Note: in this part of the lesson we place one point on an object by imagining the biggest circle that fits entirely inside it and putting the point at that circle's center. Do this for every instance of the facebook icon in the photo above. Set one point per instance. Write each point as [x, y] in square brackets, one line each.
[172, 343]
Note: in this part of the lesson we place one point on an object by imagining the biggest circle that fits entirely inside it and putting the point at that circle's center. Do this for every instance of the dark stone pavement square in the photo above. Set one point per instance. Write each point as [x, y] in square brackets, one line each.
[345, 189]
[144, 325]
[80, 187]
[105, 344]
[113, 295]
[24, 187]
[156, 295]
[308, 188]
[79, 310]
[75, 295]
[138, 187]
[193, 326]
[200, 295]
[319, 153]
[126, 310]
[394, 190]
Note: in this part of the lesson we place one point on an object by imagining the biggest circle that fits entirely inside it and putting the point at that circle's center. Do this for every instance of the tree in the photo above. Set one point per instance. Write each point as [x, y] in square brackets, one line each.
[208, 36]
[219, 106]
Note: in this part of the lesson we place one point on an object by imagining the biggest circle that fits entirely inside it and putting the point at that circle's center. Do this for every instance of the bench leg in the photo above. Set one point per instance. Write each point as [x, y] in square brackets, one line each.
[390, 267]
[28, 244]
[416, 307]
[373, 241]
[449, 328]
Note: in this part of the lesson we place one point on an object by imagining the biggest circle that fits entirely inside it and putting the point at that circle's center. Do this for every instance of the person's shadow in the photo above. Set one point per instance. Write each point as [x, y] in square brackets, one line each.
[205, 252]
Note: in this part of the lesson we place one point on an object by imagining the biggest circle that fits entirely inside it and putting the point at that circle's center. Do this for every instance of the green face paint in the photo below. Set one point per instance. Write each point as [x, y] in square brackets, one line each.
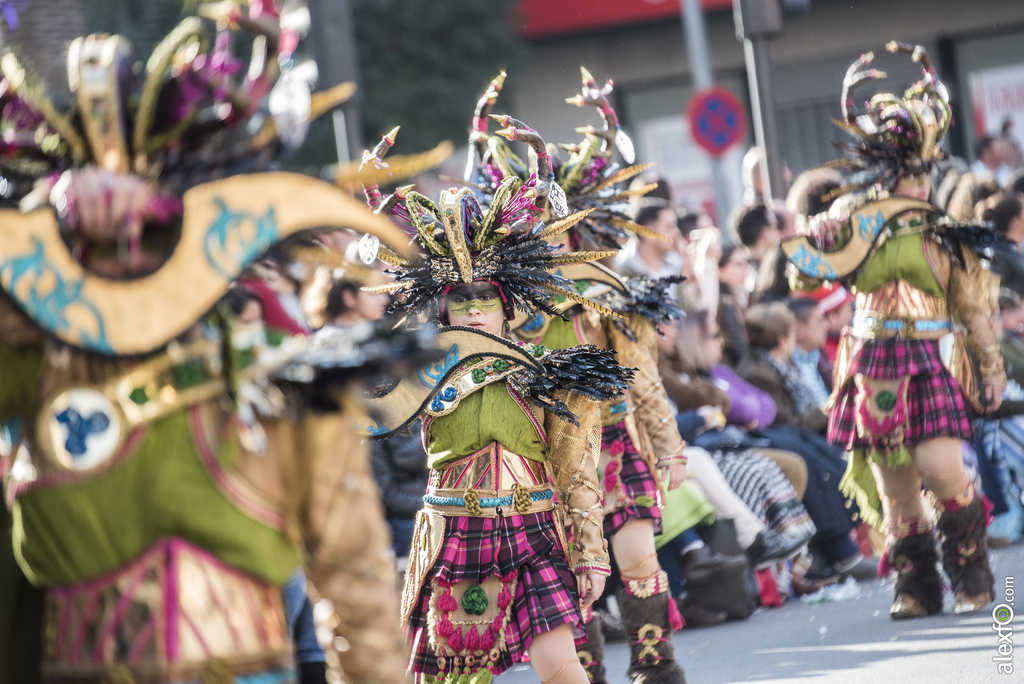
[483, 305]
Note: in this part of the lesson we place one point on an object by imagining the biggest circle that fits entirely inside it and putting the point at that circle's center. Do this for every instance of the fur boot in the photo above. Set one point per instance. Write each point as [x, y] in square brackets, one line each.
[965, 556]
[651, 654]
[591, 652]
[919, 585]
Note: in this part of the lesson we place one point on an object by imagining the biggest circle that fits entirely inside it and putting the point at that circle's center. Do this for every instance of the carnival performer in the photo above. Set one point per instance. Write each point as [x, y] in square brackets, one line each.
[897, 408]
[492, 576]
[639, 433]
[163, 484]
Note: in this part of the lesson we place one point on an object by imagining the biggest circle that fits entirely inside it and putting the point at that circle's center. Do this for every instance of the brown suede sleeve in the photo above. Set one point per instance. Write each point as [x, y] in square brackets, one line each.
[647, 392]
[573, 453]
[971, 306]
[350, 559]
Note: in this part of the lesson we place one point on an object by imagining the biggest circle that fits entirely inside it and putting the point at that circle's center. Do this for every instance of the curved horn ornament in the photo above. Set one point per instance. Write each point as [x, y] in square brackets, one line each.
[227, 225]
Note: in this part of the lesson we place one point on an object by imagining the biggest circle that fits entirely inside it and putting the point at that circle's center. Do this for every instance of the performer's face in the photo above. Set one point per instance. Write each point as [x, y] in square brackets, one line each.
[476, 305]
[914, 186]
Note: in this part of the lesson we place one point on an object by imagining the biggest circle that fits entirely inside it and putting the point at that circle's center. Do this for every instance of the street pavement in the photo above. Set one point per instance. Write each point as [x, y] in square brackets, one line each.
[850, 641]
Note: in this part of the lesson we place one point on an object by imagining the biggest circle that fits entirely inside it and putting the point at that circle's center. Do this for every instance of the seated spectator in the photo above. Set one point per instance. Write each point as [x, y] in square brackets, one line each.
[772, 333]
[799, 427]
[279, 291]
[836, 302]
[750, 471]
[812, 333]
[650, 256]
[772, 283]
[991, 153]
[732, 269]
[756, 227]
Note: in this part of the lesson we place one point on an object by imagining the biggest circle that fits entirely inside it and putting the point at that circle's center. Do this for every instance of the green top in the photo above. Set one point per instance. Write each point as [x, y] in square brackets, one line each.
[18, 380]
[67, 533]
[560, 334]
[486, 416]
[900, 258]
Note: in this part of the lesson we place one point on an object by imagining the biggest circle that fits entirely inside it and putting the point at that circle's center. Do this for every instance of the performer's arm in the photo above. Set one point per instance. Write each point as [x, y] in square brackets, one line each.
[969, 304]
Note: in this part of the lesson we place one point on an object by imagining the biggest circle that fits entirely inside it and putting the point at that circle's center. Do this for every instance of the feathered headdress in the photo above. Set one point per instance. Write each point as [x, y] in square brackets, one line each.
[462, 242]
[895, 133]
[586, 181]
[190, 114]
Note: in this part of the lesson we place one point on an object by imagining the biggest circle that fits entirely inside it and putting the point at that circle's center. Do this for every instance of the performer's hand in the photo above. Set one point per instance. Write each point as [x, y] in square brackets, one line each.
[591, 588]
[677, 474]
[993, 397]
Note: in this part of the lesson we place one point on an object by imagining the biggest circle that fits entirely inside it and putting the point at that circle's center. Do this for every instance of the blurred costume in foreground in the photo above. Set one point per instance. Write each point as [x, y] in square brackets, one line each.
[639, 433]
[166, 476]
[897, 407]
[510, 429]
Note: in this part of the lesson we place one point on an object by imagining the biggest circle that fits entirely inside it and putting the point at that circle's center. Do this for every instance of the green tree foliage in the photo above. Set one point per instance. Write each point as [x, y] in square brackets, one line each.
[423, 63]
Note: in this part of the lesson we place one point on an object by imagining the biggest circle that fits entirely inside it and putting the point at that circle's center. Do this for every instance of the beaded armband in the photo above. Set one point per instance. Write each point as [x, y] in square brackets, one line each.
[673, 460]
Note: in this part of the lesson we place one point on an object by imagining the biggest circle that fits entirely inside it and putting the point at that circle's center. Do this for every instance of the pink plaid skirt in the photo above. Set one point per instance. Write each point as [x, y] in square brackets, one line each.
[628, 470]
[474, 549]
[936, 405]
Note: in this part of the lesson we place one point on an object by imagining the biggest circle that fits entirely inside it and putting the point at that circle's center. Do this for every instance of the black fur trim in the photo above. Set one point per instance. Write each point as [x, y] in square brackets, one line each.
[593, 647]
[965, 530]
[915, 560]
[584, 370]
[652, 610]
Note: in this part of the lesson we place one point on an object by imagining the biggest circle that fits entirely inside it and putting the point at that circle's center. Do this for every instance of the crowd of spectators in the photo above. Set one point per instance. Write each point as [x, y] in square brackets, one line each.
[749, 371]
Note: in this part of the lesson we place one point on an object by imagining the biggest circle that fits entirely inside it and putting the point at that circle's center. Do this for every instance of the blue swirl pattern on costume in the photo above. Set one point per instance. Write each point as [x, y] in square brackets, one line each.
[42, 291]
[229, 247]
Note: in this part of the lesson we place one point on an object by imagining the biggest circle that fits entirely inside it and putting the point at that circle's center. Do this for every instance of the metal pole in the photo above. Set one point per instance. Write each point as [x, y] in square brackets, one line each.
[333, 36]
[699, 58]
[763, 102]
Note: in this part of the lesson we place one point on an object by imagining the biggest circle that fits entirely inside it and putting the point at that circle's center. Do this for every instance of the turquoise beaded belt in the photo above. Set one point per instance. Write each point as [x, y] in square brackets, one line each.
[521, 502]
[873, 327]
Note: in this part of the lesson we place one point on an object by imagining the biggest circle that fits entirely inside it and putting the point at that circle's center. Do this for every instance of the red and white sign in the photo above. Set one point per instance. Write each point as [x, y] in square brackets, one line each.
[544, 17]
[997, 95]
[685, 165]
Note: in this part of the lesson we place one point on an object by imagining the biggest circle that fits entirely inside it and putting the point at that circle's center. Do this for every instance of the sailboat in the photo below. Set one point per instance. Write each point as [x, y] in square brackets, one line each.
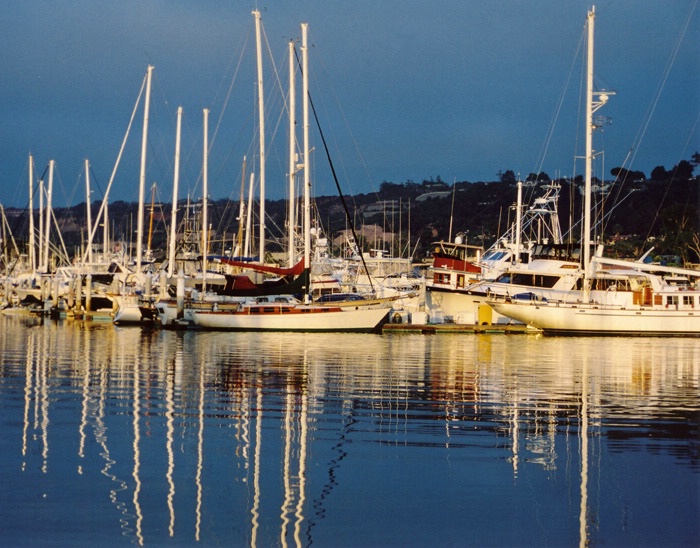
[284, 312]
[615, 297]
[530, 254]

[What the exercise asks]: The answer must consist of the line containing "of the turquoise" and every line after it through the end of the records, retyped exactly, with all pictures left out.

[Answer space]:
Note: in this part of the lesson we place one point on an object by imagining the biggest circle that fits entirely inside it and putting the point at that circle's center. Do this for every instance of the turquoise beaded belt in the photo above. Set one point per instance. Write each point as [x, y] in square brackets, one line each.
[521, 502]
[873, 327]
Note: in this part of the lesson we place one point on an object by imagining the biggest circle that fits entirely inside it and putting the point at that circle's center. Do this for every instance of the red and white sign in the photo above. Set one point per instance. Write each point as [x, y] in square brackets, one line each.
[544, 17]
[997, 95]
[685, 165]
Note: in this part of the lesson we place one point on an object by imagining the biggest circle that fits entirely inside it and putting the point at that circle's center. Do this for every instance of the sailboat in the photo below. Set one point per instance. Write each point as [x, y] in square brackets, one line each.
[284, 312]
[615, 297]
[530, 254]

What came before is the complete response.